§ **Exercise set**:
1) Decide whether each statement agrees with the Jenkins script thread, and for each give yes or no along with the deciding words of the thread, quoted exactly: (a) The second reply says space is part of IFS by default. (b) The first reply suggests setting IFS to a comma before the loop. (c) The second reply judges the while read loop the most practical option for this problem.
2) Summarize the Jenkins script thread in two sentences.
3) Retype the part of the Jenkins script thread that opens with the words containing "You have a lot" and closes with "to your problem.".

§ **Text block**:
---+---

I have this bash script that lists all the jobs on jenkins. I have jobs with spaces within them and some without.

#!/bin/bash
for job in $(java -jar jenkins-cli.jar -s $JENKINS_URL -auth admin:admin list-jobs)
do
    file_name="$(echo "$job" | sed 's/ /-/g').xml"
    echo $file_name
    java -jar jenkins-cli.jar -s $JENKINS_URL get-job $job > $file_name
done

I have jobs called for example:

• new job
• test-job

When I run this script however I get the following result:

new.xml
job.xml
test-job.xml

Instead I would like to output:

new-job.xml
test-job.xml

What am I missing here?

CodePudding user response：

Bash for loops splits when they see any whitespace like space, tab, or newline. So, you should use IFS (Internal Field Separator)

If lines end with "\n", try adding IFS=$'\n' before the loop (you can use unset IFS to reset it later)

You have a lot of examples here: How do I split a string on a delimiter in Bash?

CodePudding user response：

Space is also assigned to IFS by default and is respected during word splitting.

There are three common solutions here: First is to set IFS to $'\n' temporily, as already suggested by Atxulo. Second is to use a while read loop against a process substitution instance, which is useful for large or indefinite inputs. Third is to use readarray which stores all input to an array. This one I believe being most practical to your problem.

---+---

§ **Material provided**:
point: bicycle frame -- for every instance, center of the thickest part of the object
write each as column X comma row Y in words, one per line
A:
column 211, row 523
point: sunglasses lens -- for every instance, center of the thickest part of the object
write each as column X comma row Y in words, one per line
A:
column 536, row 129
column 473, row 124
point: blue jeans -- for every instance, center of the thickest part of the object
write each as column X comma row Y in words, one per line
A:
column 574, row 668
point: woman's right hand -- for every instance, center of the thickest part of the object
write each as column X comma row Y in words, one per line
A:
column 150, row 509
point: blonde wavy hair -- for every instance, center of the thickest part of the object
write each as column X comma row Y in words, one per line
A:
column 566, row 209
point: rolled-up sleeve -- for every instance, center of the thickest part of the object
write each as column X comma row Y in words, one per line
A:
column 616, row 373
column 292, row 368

---+---

§ **Answers to the tasks**:
1)
(a) Yes: "Space is also assigned to IFS by default and is respected during word splitting."
(b) No: "try adding IFS=$'\n' before the loop"
(c) No: "Third is to use readarray which stores all input to an array. This one I believe being most practical to your problem."

2) A bash loop over Jenkins job names splits a job called "new job" into new.xml and job.xml rather than producing the desired new-job.xml. The replies explain that the for loop splits on whitespace, including space, and propose setting IFS to $'\n', using a while read loop over a process substitution, or using readarray, which the second reply considers most practical.

3)
You have a lot of examples here: How do I split a string on a delimiter in Bash?

CodePudding user response：

Space is also assigned to IFS by default and is respected during word splitting.

There are three common solutions here: First is to set IFS to $'\n' temporily, as already suggested by Atxulo. Second is to use a while read loop against a process substitution instance, which is useful for large or indefinite inputs. Third is to use readarray which stores all input to an array. This one I believe being most practical to your problem.